*Task data*
※ ※ ※

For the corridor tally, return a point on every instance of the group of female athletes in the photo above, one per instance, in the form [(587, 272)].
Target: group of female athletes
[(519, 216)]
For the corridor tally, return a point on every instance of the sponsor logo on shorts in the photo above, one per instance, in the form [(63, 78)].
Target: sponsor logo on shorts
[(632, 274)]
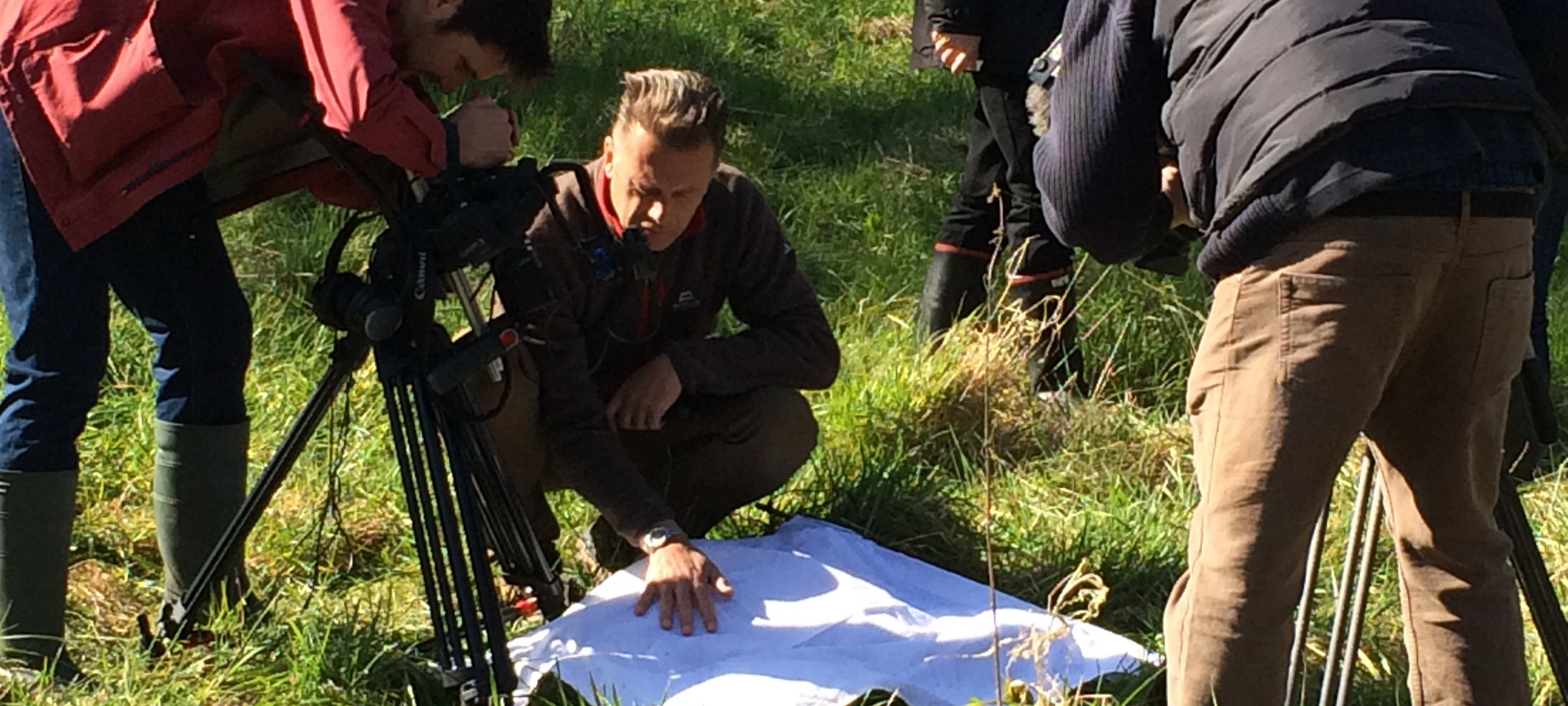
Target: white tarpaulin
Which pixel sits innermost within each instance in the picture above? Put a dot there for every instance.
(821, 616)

※ ※ ※

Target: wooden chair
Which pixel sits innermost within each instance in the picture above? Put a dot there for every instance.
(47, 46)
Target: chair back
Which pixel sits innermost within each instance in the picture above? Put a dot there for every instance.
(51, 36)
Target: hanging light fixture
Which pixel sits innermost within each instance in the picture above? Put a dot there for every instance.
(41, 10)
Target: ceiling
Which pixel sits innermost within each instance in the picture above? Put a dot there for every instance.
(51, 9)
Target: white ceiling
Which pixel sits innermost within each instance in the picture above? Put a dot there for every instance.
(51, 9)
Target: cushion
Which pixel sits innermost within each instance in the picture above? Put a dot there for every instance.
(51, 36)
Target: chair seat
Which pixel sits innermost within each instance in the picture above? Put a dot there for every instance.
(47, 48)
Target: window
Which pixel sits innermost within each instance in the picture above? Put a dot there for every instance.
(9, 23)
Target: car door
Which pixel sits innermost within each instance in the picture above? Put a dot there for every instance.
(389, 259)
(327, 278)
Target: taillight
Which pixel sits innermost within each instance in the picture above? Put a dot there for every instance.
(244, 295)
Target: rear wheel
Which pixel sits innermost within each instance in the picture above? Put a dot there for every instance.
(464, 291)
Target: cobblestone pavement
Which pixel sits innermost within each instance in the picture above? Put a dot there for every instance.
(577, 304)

※ ※ ※

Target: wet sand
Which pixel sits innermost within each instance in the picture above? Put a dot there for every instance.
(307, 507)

※ ※ ※

In the listing above, find the line with "Target: group of female athletes" and the line with "Target: white tarpaulin". Set down both and every line between them, minus the pictures.

Target: group of female athletes
[(519, 216)]
For the corridor tally, return a point on every instance of the sponsor logo on shorts in the photo above, one per instance, in the form [(63, 78)].
Target: sponsor logo on shorts
[(632, 274)]
Target: white tarpaulin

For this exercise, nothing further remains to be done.